• _SCHRIFTLICHE AUFGABE_
Gib aus dem Text über Edith Steins Einkleidung den Abschnitt von „27. März 2009“ bis „der Fastenzeit ein.“ wörtlich aus.

Vom Kreuz gesegnet

27. März 2009 | von

Sie fühle sich im Karmel „ganz daheim", sagte Edith Stein, als sie vor 75 Jahren nach halbjähriger Probezeit in Köln ihre Einkleidung feierte. Endlich konnte sie ganz Anteil haben am Kreuz. Zur Erinnerung an diesen besonderen Tag lädt unsere Autorin zu einer persönlichen Betrachtung am Ende der Fastenzeit ein.



 Mit der Einkleidung zeigt eine Person auch äußerlich, dass sie nun zur Ordensgemeinschaft gehört, da sie fortan das Ordensgewand und – sofern üblich – einen neuen Namen trägt. So war es auch bei der damals öffentlich bekannten Wissenschaftlerin Edith Stein am 15. April 1934.



Entsprechend der Tradition ihres Ordens der „Unbeschuhten Karmelitinnen" erhielt sie zudem einen Namenszusatz, das so genannte Prädikat, das zeigen sollte, dass die Schwestern eine „Berufung haben, im Sinne bestimmter Geheimnisse zu leben", wie sie selber schrieb. So lebten mit ihr im Kölner

Karmel um 1938 zum Beispiel eine Sr. M. Carmela von der Heiligsten Dreifaltigkeit, Sr. M. Monika von der göttlichen Liebe, Sr. M. Alberta von der heiligen Familie und gleich mehrere Schwestern mit dem Zusatz „vom Heiligsten Sakrament".

• _DATENAUSZÜGE_

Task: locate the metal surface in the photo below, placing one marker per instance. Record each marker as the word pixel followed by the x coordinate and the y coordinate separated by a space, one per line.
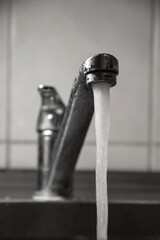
pixel 49 122
pixel 76 121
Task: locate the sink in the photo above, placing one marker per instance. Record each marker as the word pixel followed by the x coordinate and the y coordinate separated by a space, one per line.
pixel 134 208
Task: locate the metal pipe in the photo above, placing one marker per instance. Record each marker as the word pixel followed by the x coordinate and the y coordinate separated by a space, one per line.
pixel 48 124
pixel 76 121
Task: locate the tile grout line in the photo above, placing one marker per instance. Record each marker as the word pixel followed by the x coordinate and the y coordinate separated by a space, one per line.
pixel 151 86
pixel 87 143
pixel 8 80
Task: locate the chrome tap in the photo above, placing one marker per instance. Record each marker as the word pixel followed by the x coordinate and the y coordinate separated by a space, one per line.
pixel 48 124
pixel 75 123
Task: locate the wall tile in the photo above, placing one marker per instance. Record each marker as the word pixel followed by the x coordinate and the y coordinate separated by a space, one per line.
pixel 156 74
pixel 3 66
pixel 23 156
pixel 50 39
pixel 132 158
pixel 2 155
pixel 127 158
pixel 156 158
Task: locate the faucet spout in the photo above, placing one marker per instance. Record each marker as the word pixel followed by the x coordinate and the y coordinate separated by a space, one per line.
pixel 78 114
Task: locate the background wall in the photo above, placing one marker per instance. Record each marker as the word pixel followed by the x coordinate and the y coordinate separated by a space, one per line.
pixel 46 42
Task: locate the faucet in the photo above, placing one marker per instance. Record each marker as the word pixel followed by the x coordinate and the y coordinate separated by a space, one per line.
pixel 48 124
pixel 75 123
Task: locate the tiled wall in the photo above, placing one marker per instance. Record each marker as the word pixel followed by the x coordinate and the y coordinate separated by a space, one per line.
pixel 45 41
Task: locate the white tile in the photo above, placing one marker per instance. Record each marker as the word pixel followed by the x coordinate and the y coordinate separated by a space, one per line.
pixel 132 158
pixel 156 74
pixel 2 156
pixel 3 67
pixel 50 39
pixel 156 158
pixel 127 158
pixel 23 156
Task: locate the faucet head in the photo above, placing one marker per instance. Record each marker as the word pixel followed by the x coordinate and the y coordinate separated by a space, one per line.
pixel 100 68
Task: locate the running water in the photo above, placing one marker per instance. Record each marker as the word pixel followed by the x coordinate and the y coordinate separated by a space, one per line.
pixel 102 107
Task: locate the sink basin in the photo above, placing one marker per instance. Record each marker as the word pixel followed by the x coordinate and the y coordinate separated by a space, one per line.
pixel 134 208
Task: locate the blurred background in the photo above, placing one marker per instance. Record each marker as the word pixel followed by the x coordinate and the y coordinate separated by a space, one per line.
pixel 45 41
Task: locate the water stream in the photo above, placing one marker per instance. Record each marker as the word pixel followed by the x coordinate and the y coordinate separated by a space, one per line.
pixel 102 107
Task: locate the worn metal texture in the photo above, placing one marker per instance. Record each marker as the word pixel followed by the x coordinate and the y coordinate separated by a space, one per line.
pixel 76 121
pixel 48 124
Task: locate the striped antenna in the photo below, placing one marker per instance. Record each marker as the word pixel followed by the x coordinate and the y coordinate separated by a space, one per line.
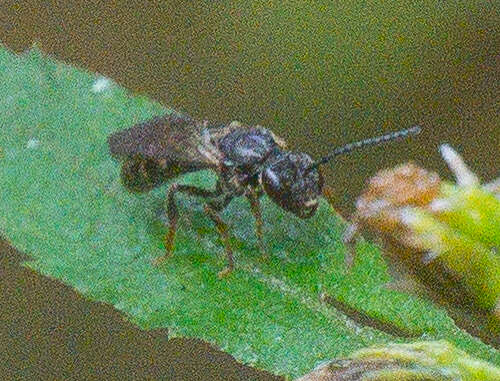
pixel 366 142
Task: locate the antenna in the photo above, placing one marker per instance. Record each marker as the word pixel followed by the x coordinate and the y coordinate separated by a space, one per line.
pixel 366 142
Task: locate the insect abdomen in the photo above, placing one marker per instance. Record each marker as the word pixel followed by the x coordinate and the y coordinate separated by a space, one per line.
pixel 142 175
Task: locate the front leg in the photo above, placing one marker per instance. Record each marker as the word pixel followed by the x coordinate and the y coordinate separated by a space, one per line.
pixel 254 199
pixel 173 214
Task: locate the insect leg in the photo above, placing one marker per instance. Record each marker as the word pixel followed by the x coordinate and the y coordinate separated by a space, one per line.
pixel 173 213
pixel 223 231
pixel 253 198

• _ERGEBNIS DER ÜBUNG_
27. März 2009 | von

Sie fühle sich im Karmel „ganz daheim", sagte Edith Stein, als sie vor 75 Jahren nach halbjähriger Probezeit in Köln ihre Einkleidung feierte. Endlich konnte sie ganz Anteil haben am Kreuz. Zur Erinnerung an diesen besonderen Tag lädt unsere Autorin zu einer persönlichen Betrachtung am Ende der Fastenzeit ein.